Task requirements: Extract each line of the data below and reproduce it verbatim, with no changes to wording, numbers, or punctuation.

──────── Records shown ────────

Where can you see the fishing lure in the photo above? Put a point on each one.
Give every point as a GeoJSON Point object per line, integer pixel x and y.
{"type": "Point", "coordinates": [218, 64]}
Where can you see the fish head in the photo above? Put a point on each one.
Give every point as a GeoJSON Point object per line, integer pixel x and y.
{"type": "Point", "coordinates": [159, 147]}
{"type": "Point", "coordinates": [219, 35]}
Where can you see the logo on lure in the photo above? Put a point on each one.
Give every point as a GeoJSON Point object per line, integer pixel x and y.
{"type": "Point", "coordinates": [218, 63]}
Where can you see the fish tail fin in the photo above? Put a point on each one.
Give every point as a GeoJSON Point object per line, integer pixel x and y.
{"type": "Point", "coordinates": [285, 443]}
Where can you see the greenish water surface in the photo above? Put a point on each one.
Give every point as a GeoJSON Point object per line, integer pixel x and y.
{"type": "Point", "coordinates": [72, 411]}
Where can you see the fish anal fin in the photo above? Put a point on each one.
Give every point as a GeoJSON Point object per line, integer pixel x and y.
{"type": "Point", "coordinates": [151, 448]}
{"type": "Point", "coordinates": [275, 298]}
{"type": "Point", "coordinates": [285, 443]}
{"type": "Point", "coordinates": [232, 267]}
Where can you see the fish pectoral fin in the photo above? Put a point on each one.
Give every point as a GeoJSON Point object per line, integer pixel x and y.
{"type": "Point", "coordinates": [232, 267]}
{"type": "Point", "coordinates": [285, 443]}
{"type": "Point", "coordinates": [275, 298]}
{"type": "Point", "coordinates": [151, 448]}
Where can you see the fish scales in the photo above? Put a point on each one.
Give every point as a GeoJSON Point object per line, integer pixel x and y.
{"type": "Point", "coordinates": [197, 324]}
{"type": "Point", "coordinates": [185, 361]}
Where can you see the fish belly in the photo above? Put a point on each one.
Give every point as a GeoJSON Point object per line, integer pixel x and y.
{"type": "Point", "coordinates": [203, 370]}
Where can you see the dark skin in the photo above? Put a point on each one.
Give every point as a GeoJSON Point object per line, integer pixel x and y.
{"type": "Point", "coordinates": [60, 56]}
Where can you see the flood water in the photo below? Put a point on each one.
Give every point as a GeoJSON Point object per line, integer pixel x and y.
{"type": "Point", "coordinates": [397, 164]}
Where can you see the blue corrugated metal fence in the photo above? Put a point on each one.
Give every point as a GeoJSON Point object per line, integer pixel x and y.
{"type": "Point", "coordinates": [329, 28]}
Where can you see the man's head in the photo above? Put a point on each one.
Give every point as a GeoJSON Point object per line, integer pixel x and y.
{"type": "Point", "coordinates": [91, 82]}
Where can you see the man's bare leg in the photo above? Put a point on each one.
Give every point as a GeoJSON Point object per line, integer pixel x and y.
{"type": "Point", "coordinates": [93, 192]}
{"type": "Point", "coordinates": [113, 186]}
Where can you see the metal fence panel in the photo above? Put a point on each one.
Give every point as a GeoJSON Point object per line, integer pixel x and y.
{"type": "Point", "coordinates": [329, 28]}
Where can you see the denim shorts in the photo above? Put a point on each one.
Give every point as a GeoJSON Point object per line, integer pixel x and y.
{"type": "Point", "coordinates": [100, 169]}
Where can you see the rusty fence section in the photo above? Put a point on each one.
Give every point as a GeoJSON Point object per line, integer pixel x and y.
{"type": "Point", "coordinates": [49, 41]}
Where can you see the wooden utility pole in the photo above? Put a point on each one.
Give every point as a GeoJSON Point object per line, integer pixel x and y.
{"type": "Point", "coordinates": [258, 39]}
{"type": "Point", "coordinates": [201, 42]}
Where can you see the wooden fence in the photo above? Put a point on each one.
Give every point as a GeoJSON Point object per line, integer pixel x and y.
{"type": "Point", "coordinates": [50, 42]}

────────

Output for this task:
Where can you see the fishing lure in the photo above? Put a point on each one.
Give every point as a GeoJSON Point object per line, integer pixel x and y.
{"type": "Point", "coordinates": [218, 64]}
Where can you see the fish head in the photo above? Put a point on each one.
Give every point as a GeoJSON Point object per line, integer pixel x and y.
{"type": "Point", "coordinates": [159, 147]}
{"type": "Point", "coordinates": [219, 35]}
Where can you see the logo on lure in the photo above? Put a point on each one.
Give every point as a GeoJSON Point object per line, integer pixel x and y.
{"type": "Point", "coordinates": [218, 63]}
Where can you see the fish tail fin in the photo above? Put a point on each one.
Give every point as a GeoJSON Point object per line, integer pixel x and y.
{"type": "Point", "coordinates": [285, 443]}
Where can you see the greenish water surface in the photo above? Put a point on each one.
Give every point as a GeoJSON Point object per line, integer pixel x and y.
{"type": "Point", "coordinates": [72, 411]}
Where can you see the fish anal fin in the photo above? Put a point on each one.
Give every point as a GeoJSON Point object per line, integer pixel x and y.
{"type": "Point", "coordinates": [151, 448]}
{"type": "Point", "coordinates": [275, 298]}
{"type": "Point", "coordinates": [285, 443]}
{"type": "Point", "coordinates": [232, 267]}
Where can you see the fish pectoral fin in the photo above? Put a point on each one.
Give every point as a GeoJSON Point object per line, integer pixel x and y.
{"type": "Point", "coordinates": [232, 267]}
{"type": "Point", "coordinates": [285, 443]}
{"type": "Point", "coordinates": [275, 298]}
{"type": "Point", "coordinates": [151, 448]}
Where can you see the fish scales in the photo above? Put a point on each one.
Give every point as a GeoJSON Point object per line, integer pixel x and y.
{"type": "Point", "coordinates": [197, 324]}
{"type": "Point", "coordinates": [185, 361]}
Where can you see the fish belly in the photo above? Put a point on each one.
Give every point as a GeoJSON Point object per line, integer pixel x and y.
{"type": "Point", "coordinates": [203, 370]}
Where can you see the dark skin in the photo above? Put a point on each one.
Give every point as a GeoJSON Point object per line, integer pixel x and y.
{"type": "Point", "coordinates": [60, 56]}
Where can you see the flood water in the photo below? Put a point on each one.
Give every point as a GeoJSON Point object per line, integer pixel x and y.
{"type": "Point", "coordinates": [397, 164]}
Where can you see the blue corrugated metal fence in the photo above? Put a point on each one.
Give every point as a GeoJSON Point object per line, integer pixel x and y.
{"type": "Point", "coordinates": [329, 28]}
Where can you see the man's head in the photo above? Put a point on each one.
Give every point as a GeoJSON Point object per line, integer pixel x and y.
{"type": "Point", "coordinates": [91, 82]}
Where can you see the man's bare leg in the photo above? Put a point on each one.
Give every point as a GeoJSON Point object per line, integer pixel x and y.
{"type": "Point", "coordinates": [93, 192]}
{"type": "Point", "coordinates": [113, 186]}
Where can you see the metal fence panel in the photo above? Put a point on each one.
Give every point as a GeoJSON Point object per line, integer pixel x and y.
{"type": "Point", "coordinates": [329, 28]}
Where can you see the denim shorts in the photo above? Put a point on each one.
Give every point as a GeoJSON Point object per line, integer pixel x and y.
{"type": "Point", "coordinates": [100, 169]}
Where can you see the rusty fence section in the photo above? Put a point on each one.
Give every point as a GeoJSON Point object per line, integer pixel x and y.
{"type": "Point", "coordinates": [49, 41]}
Where can you see the wooden utility pole in the photo above? Put a point on each one.
Give every point as a GeoJSON Point object per line, integer pixel x and y.
{"type": "Point", "coordinates": [258, 39]}
{"type": "Point", "coordinates": [201, 42]}
Where can you see the wooden fence in the photo above? Put a point on each one.
Give every point as a GeoJSON Point object per line, integer pixel x and y.
{"type": "Point", "coordinates": [50, 42]}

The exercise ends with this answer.